Exercise directions: Copy the rows below from the line that contains "shelf rung, place" through the end, swapping "thickest part" for "widest part" and keeping everything else the same.
-- start of Dataset records --
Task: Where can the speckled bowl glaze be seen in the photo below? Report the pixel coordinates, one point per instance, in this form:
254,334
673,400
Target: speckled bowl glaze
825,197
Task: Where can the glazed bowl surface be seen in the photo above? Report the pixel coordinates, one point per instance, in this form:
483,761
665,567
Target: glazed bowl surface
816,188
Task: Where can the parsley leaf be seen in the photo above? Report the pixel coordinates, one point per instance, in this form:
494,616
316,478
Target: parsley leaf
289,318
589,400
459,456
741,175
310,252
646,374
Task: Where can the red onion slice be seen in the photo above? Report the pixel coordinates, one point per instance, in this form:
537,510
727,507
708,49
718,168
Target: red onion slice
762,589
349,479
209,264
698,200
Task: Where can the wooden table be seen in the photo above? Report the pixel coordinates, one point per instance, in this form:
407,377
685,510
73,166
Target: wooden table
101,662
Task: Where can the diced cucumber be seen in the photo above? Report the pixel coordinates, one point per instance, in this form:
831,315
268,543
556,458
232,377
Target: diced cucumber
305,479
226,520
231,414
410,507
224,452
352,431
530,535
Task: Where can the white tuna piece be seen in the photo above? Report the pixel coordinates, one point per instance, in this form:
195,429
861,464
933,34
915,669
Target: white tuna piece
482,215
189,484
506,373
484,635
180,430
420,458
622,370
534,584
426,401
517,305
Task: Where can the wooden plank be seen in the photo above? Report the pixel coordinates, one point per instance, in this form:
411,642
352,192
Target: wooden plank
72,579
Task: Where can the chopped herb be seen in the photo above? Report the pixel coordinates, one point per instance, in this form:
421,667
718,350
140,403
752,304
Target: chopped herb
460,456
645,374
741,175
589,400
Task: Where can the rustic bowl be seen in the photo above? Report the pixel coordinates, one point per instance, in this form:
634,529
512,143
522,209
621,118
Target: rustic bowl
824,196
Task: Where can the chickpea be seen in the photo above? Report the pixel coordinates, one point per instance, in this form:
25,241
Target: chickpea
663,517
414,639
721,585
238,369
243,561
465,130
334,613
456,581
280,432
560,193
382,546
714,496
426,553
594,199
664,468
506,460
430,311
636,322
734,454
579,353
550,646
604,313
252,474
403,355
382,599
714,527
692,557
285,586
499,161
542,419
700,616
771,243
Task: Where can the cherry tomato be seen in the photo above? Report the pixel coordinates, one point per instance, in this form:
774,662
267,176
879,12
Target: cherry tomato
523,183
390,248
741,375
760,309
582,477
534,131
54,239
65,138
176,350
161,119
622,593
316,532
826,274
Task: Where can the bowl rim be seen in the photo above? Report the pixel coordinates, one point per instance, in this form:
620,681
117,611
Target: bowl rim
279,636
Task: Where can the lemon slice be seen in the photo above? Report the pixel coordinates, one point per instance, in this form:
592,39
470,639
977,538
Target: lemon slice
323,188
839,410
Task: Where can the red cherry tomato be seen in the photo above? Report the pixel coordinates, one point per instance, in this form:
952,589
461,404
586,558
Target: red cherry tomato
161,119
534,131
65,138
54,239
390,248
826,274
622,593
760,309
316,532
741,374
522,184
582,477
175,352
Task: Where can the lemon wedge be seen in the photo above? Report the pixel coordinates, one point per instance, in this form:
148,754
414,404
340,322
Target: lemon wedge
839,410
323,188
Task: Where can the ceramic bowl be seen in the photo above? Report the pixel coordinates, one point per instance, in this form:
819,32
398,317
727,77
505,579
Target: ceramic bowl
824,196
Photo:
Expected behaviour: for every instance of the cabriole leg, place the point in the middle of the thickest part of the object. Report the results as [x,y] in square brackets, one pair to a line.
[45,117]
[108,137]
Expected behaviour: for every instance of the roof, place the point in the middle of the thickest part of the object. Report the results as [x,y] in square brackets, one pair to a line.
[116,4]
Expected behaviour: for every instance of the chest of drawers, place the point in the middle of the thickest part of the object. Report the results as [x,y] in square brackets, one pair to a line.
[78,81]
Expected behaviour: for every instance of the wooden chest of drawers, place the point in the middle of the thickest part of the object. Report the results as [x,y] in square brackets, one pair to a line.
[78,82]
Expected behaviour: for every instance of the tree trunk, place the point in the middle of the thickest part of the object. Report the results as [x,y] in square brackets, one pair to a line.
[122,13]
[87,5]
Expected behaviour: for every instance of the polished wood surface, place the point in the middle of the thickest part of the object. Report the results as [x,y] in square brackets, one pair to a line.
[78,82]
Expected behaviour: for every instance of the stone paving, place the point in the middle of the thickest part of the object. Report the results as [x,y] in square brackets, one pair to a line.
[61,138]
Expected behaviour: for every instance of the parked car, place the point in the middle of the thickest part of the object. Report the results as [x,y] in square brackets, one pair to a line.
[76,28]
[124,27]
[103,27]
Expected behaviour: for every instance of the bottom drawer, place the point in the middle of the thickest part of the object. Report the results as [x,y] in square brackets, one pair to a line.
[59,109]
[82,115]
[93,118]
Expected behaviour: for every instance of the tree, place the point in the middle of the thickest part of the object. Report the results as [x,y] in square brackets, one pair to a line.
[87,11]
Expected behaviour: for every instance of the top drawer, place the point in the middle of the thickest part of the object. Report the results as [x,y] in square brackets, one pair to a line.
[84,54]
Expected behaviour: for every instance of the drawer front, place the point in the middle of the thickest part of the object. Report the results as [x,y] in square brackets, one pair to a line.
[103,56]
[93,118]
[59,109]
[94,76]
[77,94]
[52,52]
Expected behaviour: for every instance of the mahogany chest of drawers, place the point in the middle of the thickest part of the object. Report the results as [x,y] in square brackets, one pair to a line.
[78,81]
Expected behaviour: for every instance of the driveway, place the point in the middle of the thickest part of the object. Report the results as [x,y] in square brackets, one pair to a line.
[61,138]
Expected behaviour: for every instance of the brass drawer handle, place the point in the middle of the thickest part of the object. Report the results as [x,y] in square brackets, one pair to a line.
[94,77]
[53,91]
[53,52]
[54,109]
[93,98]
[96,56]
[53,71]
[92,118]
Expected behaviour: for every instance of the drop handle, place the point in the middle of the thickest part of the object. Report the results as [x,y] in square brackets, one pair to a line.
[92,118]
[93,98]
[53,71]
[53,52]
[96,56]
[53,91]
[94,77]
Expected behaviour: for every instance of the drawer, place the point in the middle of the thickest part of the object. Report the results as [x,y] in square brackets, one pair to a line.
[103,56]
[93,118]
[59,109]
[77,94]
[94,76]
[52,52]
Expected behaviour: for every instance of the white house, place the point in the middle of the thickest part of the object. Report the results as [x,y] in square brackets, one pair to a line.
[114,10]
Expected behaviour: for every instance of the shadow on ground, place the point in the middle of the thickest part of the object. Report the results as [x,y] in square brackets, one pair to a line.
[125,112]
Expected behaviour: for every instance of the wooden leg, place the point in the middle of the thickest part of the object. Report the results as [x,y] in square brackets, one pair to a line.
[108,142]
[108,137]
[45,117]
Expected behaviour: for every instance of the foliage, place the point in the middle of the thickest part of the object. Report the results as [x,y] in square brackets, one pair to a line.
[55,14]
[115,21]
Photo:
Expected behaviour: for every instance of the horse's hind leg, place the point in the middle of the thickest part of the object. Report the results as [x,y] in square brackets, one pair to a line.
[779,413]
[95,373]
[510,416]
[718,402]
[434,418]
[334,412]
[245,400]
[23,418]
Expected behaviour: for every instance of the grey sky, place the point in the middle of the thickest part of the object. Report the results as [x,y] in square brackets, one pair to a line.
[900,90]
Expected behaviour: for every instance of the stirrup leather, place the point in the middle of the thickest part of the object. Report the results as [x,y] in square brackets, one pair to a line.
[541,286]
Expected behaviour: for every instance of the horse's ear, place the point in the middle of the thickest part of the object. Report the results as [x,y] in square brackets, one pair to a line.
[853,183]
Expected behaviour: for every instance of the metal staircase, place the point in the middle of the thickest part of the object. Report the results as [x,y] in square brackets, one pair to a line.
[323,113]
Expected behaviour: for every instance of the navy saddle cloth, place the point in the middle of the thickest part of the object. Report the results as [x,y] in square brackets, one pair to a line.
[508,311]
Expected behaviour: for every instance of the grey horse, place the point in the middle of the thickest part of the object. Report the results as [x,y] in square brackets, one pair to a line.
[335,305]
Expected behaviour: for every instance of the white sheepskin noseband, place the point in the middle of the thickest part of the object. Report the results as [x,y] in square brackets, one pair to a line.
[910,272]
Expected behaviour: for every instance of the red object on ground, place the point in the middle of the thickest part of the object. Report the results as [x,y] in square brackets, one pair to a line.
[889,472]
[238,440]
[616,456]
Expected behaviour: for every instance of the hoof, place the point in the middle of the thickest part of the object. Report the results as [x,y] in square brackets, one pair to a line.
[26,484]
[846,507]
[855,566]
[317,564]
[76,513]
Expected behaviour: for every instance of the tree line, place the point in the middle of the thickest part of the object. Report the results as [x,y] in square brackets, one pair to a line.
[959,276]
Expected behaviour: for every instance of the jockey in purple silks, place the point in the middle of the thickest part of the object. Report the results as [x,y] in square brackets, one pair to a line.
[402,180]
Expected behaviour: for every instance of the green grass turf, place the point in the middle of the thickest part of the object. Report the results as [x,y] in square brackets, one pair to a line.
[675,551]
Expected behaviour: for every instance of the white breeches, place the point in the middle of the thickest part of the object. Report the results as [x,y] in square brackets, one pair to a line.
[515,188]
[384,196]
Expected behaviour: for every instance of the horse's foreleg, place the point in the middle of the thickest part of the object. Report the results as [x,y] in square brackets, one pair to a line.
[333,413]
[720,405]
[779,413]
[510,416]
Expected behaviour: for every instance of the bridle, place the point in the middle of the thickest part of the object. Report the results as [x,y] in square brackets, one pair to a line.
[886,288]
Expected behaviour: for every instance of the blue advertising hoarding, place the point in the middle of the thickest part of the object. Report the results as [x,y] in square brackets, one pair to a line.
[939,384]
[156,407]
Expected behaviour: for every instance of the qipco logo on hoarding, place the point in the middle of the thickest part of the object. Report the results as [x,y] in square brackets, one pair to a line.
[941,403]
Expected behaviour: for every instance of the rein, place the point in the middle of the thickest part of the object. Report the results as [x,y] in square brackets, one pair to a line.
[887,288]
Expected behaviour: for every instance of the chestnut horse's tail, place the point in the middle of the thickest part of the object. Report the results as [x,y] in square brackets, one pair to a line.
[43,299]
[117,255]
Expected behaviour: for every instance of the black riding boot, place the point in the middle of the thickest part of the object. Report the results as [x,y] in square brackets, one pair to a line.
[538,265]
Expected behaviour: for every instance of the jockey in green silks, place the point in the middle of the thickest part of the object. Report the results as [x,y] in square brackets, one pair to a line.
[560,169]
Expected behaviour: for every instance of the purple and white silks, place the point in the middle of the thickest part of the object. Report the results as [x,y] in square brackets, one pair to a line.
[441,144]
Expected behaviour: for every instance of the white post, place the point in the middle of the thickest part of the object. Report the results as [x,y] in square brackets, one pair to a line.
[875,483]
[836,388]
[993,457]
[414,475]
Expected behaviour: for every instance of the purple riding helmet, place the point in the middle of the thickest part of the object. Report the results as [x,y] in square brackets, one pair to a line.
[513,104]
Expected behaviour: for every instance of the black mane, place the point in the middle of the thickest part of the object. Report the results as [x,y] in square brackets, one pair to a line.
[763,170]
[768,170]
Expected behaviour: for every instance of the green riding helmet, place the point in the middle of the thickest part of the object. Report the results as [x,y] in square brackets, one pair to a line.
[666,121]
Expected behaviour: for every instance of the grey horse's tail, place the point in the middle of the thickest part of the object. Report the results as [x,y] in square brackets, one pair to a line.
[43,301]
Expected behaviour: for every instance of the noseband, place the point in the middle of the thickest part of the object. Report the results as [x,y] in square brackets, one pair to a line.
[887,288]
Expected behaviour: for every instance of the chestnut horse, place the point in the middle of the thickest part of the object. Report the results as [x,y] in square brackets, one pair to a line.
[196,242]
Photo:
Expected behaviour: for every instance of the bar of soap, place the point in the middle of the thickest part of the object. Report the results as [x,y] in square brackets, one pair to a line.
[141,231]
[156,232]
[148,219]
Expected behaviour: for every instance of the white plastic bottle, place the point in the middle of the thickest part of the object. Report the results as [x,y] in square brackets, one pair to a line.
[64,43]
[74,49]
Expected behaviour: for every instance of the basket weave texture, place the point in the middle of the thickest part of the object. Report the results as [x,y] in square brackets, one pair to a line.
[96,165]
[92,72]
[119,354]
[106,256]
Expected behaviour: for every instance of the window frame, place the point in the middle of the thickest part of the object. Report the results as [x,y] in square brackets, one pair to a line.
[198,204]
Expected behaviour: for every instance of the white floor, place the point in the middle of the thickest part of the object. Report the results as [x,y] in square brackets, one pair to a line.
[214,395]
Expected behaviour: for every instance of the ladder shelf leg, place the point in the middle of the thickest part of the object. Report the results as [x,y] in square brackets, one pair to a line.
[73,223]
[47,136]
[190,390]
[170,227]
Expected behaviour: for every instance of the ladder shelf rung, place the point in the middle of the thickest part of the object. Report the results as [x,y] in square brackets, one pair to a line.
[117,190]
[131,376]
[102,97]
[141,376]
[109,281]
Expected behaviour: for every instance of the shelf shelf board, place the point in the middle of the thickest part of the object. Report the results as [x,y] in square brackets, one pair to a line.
-- end of Dataset records --
Worked solution:
Expected behaviour: for every instance of the ladder shelf rung, place the point in the middle of the widest part of the object. Report the results as [x,y] in square brackets, one pair to a line.
[117,190]
[131,376]
[102,97]
[141,376]
[109,281]
Expected behaviour: for every instance of the shelf shelf board, place the point in the middle of the widest part of the object. Report the results as [x,y] in square brackets, one pair to a line.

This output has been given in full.